■ STATED TASK ■
Count the lines of the data below that contain the string "building". Reply with the number alone.

■ RECORDS PROVIDED ■
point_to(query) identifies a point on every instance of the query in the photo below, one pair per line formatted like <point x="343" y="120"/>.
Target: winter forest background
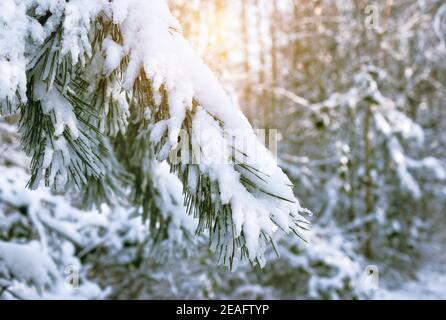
<point x="354" y="88"/>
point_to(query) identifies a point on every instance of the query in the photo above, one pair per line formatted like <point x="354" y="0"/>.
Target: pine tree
<point x="107" y="90"/>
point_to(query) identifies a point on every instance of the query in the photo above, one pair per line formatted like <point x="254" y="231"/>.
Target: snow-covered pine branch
<point x="86" y="75"/>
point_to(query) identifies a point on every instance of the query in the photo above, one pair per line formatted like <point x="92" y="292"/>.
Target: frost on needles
<point x="106" y="90"/>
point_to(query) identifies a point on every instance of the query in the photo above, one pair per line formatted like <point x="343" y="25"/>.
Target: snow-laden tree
<point x="108" y="89"/>
<point x="51" y="249"/>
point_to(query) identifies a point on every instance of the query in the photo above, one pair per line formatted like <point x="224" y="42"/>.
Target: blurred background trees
<point x="356" y="90"/>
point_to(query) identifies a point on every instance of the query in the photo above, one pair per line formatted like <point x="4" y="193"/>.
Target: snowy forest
<point x="222" y="149"/>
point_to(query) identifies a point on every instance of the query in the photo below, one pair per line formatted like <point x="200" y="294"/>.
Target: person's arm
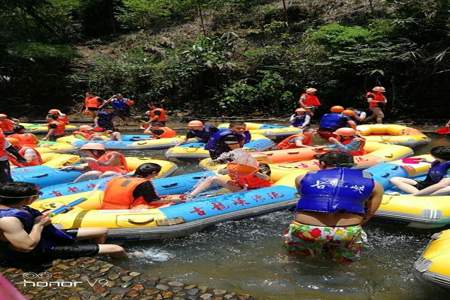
<point x="22" y="241"/>
<point x="374" y="202"/>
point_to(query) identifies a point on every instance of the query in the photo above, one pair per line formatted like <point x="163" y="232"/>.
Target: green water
<point x="247" y="256"/>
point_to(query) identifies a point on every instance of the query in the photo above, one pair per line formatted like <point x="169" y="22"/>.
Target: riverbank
<point x="91" y="278"/>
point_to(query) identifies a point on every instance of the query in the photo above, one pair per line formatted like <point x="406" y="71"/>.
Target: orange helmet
<point x="345" y="131"/>
<point x="337" y="109"/>
<point x="349" y="112"/>
<point x="195" y="123"/>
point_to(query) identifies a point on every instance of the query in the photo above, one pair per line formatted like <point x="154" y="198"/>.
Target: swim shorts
<point x="342" y="244"/>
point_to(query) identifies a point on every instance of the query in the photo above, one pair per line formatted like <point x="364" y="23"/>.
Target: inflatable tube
<point x="376" y="153"/>
<point x="433" y="266"/>
<point x="164" y="186"/>
<point x="44" y="176"/>
<point x="171" y="221"/>
<point x="415" y="211"/>
<point x="393" y="134"/>
<point x="196" y="150"/>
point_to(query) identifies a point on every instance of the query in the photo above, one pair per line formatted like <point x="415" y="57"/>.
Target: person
<point x="100" y="163"/>
<point x="31" y="155"/>
<point x="309" y="100"/>
<point x="300" y="140"/>
<point x="56" y="129"/>
<point x="197" y="129"/>
<point x="5" y="149"/>
<point x="301" y="118"/>
<point x="347" y="140"/>
<point x="135" y="192"/>
<point x="61" y="117"/>
<point x="244" y="173"/>
<point x="104" y="119"/>
<point x="334" y="204"/>
<point x="332" y="121"/>
<point x="158" y="131"/>
<point x="27" y="236"/>
<point x="432" y="183"/>
<point x="92" y="104"/>
<point x="156" y="114"/>
<point x="377" y="101"/>
<point x="25" y="139"/>
<point x="228" y="139"/>
<point x="7" y="124"/>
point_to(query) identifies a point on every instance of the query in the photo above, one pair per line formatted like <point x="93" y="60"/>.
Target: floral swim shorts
<point x="342" y="244"/>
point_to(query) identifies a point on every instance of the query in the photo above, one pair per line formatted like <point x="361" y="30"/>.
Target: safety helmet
<point x="379" y="89"/>
<point x="345" y="131"/>
<point x="301" y="109"/>
<point x="349" y="112"/>
<point x="337" y="109"/>
<point x="195" y="123"/>
<point x="147" y="169"/>
<point x="93" y="146"/>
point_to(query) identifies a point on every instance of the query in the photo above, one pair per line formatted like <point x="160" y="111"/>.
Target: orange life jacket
<point x="167" y="133"/>
<point x="310" y="100"/>
<point x="35" y="162"/>
<point x="121" y="168"/>
<point x="26" y="139"/>
<point x="119" y="193"/>
<point x="92" y="102"/>
<point x="7" y="125"/>
<point x="60" y="129"/>
<point x="289" y="143"/>
<point x="161" y="117"/>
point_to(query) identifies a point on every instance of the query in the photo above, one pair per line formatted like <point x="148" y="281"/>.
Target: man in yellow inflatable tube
<point x="334" y="202"/>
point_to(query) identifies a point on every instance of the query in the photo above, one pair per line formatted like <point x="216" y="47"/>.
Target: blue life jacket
<point x="335" y="190"/>
<point x="437" y="171"/>
<point x="50" y="236"/>
<point x="298" y="120"/>
<point x="204" y="134"/>
<point x="214" y="141"/>
<point x="333" y="121"/>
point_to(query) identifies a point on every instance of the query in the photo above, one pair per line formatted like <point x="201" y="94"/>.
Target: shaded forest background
<point x="227" y="57"/>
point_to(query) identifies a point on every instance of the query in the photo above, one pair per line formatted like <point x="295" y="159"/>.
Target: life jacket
<point x="121" y="168"/>
<point x="60" y="129"/>
<point x="335" y="190"/>
<point x="91" y="102"/>
<point x="289" y="143"/>
<point x="162" y="116"/>
<point x="298" y="120"/>
<point x="50" y="236"/>
<point x="37" y="161"/>
<point x="332" y="121"/>
<point x="360" y="150"/>
<point x="166" y="133"/>
<point x="7" y="125"/>
<point x="26" y="139"/>
<point x="119" y="193"/>
<point x="214" y="141"/>
<point x="310" y="100"/>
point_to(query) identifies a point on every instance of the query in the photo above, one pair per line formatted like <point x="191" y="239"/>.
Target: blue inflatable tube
<point x="164" y="186"/>
<point x="44" y="176"/>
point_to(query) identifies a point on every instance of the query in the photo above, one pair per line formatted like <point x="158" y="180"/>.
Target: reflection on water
<point x="247" y="256"/>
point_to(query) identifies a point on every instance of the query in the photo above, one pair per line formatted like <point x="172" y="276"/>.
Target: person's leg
<point x="405" y="184"/>
<point x="88" y="176"/>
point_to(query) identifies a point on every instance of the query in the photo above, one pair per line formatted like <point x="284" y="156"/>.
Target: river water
<point x="248" y="256"/>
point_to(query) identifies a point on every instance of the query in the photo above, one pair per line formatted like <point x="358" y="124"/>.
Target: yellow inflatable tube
<point x="393" y="134"/>
<point x="433" y="266"/>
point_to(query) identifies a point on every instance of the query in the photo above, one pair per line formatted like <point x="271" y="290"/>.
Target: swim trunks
<point x="342" y="244"/>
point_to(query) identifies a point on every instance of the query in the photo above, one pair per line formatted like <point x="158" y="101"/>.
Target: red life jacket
<point x="122" y="168"/>
<point x="37" y="161"/>
<point x="289" y="143"/>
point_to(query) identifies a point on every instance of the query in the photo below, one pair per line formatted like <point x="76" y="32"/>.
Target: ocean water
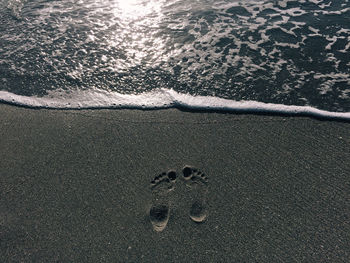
<point x="252" y="55"/>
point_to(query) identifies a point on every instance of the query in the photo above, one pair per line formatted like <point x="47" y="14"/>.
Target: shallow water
<point x="281" y="52"/>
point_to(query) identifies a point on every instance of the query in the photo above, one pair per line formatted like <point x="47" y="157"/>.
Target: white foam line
<point x="158" y="99"/>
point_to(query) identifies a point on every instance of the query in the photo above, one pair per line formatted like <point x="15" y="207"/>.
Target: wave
<point x="158" y="99"/>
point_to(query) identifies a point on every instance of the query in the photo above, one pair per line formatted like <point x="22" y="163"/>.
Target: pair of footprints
<point x="164" y="183"/>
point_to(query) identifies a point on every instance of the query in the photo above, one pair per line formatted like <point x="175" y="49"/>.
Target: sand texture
<point x="78" y="186"/>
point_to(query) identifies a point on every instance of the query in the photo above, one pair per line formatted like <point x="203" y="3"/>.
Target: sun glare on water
<point x="137" y="9"/>
<point x="139" y="23"/>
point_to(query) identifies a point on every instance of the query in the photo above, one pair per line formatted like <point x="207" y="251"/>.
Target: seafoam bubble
<point x="159" y="99"/>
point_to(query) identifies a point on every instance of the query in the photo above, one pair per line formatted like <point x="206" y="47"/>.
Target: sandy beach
<point x="75" y="186"/>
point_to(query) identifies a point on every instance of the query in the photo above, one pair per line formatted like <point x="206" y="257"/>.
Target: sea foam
<point x="158" y="99"/>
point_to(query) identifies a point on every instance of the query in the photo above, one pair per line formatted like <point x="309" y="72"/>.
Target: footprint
<point x="198" y="182"/>
<point x="159" y="213"/>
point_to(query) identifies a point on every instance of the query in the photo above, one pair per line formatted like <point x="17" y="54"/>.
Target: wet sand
<point x="75" y="186"/>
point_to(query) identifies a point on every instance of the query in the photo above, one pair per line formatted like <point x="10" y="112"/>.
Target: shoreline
<point x="75" y="186"/>
<point x="161" y="99"/>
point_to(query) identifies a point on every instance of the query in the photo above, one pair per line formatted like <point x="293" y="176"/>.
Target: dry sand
<point x="75" y="186"/>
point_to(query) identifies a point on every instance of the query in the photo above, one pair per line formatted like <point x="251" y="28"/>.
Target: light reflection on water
<point x="272" y="51"/>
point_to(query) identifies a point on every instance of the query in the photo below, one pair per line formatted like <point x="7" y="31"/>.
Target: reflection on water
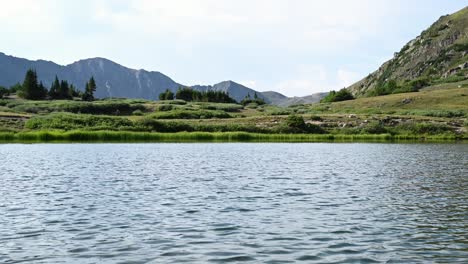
<point x="270" y="203"/>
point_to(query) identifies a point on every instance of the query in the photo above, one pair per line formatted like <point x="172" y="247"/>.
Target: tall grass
<point x="122" y="136"/>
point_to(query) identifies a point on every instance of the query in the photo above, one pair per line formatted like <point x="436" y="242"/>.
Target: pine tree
<point x="54" y="89"/>
<point x="88" y="95"/>
<point x="64" y="90"/>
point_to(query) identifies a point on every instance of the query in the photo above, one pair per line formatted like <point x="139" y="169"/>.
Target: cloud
<point x="296" y="46"/>
<point x="310" y="79"/>
<point x="251" y="84"/>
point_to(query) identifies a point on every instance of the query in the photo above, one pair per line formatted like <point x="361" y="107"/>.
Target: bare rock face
<point x="438" y="53"/>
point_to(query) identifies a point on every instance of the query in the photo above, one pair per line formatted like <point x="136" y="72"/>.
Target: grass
<point x="438" y="112"/>
<point x="113" y="136"/>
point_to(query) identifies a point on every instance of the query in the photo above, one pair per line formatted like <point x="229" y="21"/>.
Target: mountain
<point x="439" y="54"/>
<point x="112" y="79"/>
<point x="281" y="100"/>
<point x="235" y="90"/>
<point x="115" y="80"/>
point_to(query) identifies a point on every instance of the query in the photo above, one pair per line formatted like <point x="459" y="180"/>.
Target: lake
<point x="234" y="202"/>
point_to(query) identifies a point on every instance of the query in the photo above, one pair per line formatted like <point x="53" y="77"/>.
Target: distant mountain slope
<point x="281" y="100"/>
<point x="115" y="80"/>
<point x="439" y="53"/>
<point x="112" y="79"/>
<point x="235" y="90"/>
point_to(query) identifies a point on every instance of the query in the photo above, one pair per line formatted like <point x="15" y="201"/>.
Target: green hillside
<point x="438" y="55"/>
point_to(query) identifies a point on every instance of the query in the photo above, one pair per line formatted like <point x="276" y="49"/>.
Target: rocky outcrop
<point x="438" y="53"/>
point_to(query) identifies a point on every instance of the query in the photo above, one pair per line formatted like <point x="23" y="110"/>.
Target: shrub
<point x="165" y="107"/>
<point x="341" y="95"/>
<point x="316" y="118"/>
<point x="137" y="112"/>
<point x="3" y="91"/>
<point x="190" y="114"/>
<point x="421" y="128"/>
<point x="66" y="121"/>
<point x="375" y="128"/>
<point x="296" y="124"/>
<point x="222" y="107"/>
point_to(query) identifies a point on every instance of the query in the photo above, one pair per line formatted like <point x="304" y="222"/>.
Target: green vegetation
<point x="31" y="88"/>
<point x="90" y="88"/>
<point x="434" y="113"/>
<point x="167" y="95"/>
<point x="341" y="95"/>
<point x="256" y="101"/>
<point x="190" y="95"/>
<point x="3" y="91"/>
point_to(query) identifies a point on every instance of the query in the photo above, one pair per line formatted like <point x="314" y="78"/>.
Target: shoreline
<point x="79" y="136"/>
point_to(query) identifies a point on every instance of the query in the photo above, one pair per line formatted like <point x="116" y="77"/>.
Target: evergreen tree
<point x="88" y="95"/>
<point x="54" y="89"/>
<point x="167" y="95"/>
<point x="3" y="91"/>
<point x="64" y="90"/>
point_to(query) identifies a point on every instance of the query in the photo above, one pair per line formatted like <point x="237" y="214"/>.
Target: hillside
<point x="438" y="55"/>
<point x="113" y="79"/>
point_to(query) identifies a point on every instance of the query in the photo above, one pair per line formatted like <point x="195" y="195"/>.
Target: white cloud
<point x="310" y="79"/>
<point x="27" y="16"/>
<point x="251" y="84"/>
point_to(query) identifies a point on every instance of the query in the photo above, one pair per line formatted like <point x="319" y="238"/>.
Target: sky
<point x="296" y="47"/>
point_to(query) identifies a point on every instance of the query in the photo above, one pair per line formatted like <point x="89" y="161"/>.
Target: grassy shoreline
<point x="125" y="136"/>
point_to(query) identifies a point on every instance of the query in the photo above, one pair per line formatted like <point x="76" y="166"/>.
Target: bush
<point x="296" y="124"/>
<point x="421" y="128"/>
<point x="341" y="95"/>
<point x="316" y="118"/>
<point x="66" y="121"/>
<point x="222" y="107"/>
<point x="165" y="107"/>
<point x="375" y="128"/>
<point x="190" y="114"/>
<point x="98" y="107"/>
<point x="137" y="112"/>
<point x="3" y="91"/>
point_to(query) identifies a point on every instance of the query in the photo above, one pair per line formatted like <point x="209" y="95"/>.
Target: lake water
<point x="257" y="203"/>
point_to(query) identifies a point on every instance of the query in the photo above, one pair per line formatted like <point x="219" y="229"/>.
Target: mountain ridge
<point x="438" y="54"/>
<point x="116" y="80"/>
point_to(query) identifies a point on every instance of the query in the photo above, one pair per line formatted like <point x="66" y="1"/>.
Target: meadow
<point x="434" y="113"/>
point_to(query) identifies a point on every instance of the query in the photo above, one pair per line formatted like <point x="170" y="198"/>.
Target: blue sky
<point x="296" y="47"/>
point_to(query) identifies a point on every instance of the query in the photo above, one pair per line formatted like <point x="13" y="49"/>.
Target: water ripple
<point x="234" y="203"/>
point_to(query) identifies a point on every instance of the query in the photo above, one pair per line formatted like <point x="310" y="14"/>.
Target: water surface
<point x="257" y="203"/>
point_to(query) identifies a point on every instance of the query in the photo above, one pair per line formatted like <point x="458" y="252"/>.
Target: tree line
<point x="33" y="89"/>
<point x="191" y="95"/>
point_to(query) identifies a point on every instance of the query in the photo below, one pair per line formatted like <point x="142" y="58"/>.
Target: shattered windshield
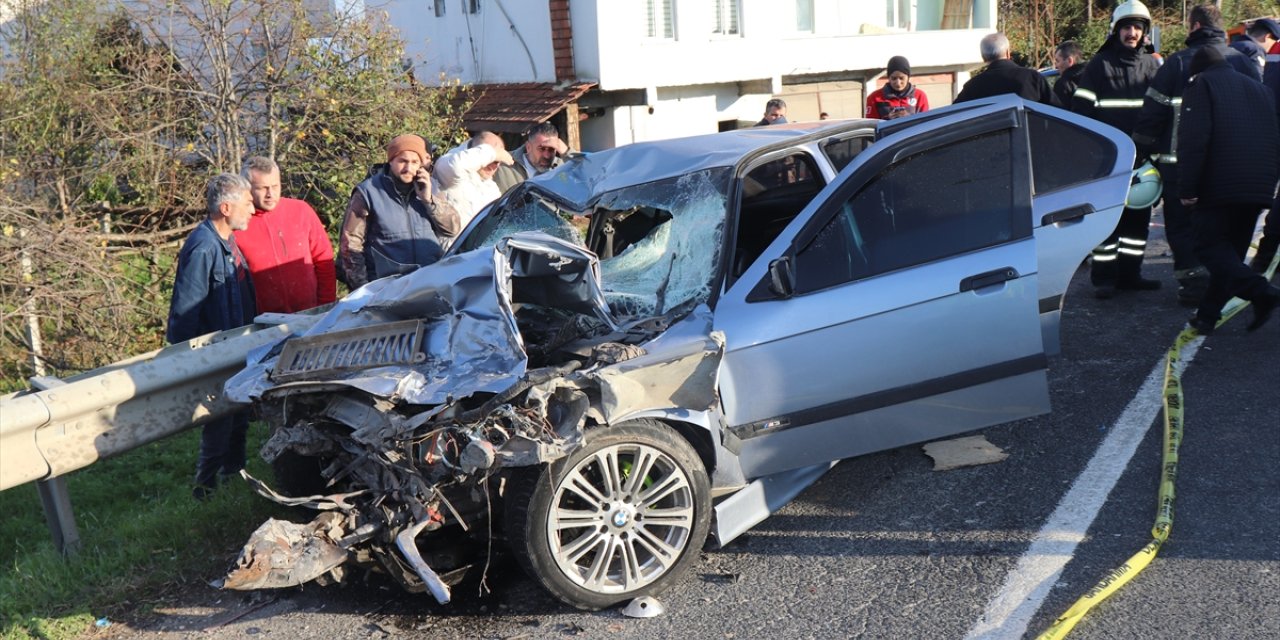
<point x="658" y="242"/>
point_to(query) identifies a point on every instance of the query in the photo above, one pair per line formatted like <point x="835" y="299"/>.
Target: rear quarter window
<point x="1064" y="155"/>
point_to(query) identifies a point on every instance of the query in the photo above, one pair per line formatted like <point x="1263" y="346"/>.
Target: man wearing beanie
<point x="1156" y="133"/>
<point x="897" y="97"/>
<point x="1004" y="76"/>
<point x="1111" y="90"/>
<point x="1224" y="112"/>
<point x="394" y="223"/>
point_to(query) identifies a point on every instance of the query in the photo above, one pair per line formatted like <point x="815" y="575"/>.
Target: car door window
<point x="1092" y="155"/>
<point x="940" y="202"/>
<point x="773" y="193"/>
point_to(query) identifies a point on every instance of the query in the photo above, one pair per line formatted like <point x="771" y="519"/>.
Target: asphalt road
<point x="885" y="547"/>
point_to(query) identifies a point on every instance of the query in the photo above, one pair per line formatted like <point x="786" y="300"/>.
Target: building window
<point x="661" y="18"/>
<point x="804" y="16"/>
<point x="726" y="18"/>
<point x="897" y="13"/>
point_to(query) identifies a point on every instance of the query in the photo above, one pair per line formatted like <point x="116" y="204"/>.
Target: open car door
<point x="904" y="302"/>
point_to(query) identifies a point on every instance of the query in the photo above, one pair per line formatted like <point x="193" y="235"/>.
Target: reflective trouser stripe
<point x="1133" y="246"/>
<point x="1105" y="252"/>
<point x="1116" y="103"/>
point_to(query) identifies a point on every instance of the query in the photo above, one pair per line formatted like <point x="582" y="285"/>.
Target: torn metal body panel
<point x="415" y="393"/>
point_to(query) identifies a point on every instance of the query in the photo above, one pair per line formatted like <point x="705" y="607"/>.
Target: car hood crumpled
<point x="469" y="330"/>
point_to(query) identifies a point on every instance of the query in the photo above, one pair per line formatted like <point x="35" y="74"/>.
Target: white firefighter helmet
<point x="1132" y="9"/>
<point x="1144" y="187"/>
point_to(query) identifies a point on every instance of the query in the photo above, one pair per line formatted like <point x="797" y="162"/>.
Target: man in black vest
<point x="1155" y="136"/>
<point x="394" y="223"/>
<point x="1224" y="112"/>
<point x="1004" y="76"/>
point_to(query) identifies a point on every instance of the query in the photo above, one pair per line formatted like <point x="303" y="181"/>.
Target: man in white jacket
<point x="465" y="174"/>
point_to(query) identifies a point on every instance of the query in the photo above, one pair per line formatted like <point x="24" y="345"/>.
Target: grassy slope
<point x="140" y="531"/>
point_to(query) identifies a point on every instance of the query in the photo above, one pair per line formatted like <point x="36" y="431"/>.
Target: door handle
<point x="988" y="279"/>
<point x="1068" y="215"/>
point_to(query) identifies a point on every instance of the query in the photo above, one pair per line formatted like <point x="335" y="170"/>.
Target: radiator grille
<point x="315" y="356"/>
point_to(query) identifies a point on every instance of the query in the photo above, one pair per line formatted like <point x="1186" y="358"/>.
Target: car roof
<point x="589" y="174"/>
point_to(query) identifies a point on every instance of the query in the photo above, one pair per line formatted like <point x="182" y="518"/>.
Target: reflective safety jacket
<point x="1114" y="83"/>
<point x="1156" y="132"/>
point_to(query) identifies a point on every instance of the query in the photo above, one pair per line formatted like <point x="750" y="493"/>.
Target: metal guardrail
<point x="60" y="428"/>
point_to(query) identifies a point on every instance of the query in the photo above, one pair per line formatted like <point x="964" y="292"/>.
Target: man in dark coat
<point x="211" y="292"/>
<point x="1002" y="76"/>
<point x="1155" y="135"/>
<point x="1111" y="90"/>
<point x="1224" y="112"/>
<point x="1069" y="62"/>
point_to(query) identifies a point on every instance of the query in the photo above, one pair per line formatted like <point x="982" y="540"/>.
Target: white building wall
<point x="475" y="48"/>
<point x="694" y="81"/>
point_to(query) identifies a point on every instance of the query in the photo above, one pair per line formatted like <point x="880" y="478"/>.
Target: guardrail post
<point x="59" y="515"/>
<point x="53" y="493"/>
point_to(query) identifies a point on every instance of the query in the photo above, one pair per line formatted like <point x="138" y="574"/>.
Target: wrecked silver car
<point x="670" y="339"/>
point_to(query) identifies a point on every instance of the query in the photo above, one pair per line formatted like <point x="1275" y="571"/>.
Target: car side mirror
<point x="782" y="277"/>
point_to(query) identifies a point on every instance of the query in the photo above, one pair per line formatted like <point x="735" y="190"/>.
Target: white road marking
<point x="1010" y="611"/>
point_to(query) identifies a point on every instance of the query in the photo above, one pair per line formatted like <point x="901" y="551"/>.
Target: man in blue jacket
<point x="1221" y="113"/>
<point x="213" y="292"/>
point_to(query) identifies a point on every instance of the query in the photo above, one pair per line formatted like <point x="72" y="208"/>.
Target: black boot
<point x="1262" y="307"/>
<point x="1266" y="252"/>
<point x="1192" y="286"/>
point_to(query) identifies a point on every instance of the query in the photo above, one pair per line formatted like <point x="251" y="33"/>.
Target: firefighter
<point x="1156" y="133"/>
<point x="1110" y="90"/>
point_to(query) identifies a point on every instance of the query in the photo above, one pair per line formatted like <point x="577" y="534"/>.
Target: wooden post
<point x="572" y="133"/>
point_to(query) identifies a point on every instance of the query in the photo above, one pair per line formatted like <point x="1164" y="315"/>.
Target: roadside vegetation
<point x="113" y="118"/>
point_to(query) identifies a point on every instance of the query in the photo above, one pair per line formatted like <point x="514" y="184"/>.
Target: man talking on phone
<point x="394" y="223"/>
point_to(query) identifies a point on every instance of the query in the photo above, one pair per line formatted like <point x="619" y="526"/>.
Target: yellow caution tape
<point x="1173" y="402"/>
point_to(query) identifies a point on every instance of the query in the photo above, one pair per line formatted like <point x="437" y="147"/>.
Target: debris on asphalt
<point x="963" y="452"/>
<point x="644" y="607"/>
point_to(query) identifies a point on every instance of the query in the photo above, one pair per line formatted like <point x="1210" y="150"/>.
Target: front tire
<point x="622" y="516"/>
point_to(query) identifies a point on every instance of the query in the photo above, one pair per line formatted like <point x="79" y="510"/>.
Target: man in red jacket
<point x="288" y="251"/>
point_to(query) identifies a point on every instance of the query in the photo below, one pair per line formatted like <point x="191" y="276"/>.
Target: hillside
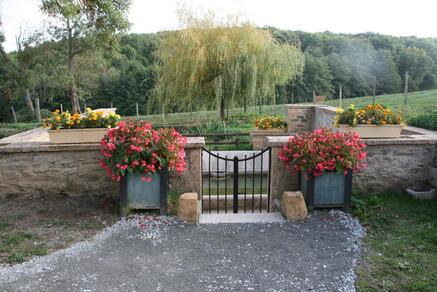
<point x="419" y="102"/>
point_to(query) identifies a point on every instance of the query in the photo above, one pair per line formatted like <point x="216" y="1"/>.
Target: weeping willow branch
<point x="212" y="63"/>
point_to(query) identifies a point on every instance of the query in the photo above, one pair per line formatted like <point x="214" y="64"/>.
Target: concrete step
<point x="228" y="202"/>
<point x="241" y="218"/>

■ ANSWER FOR THE TASK ■
2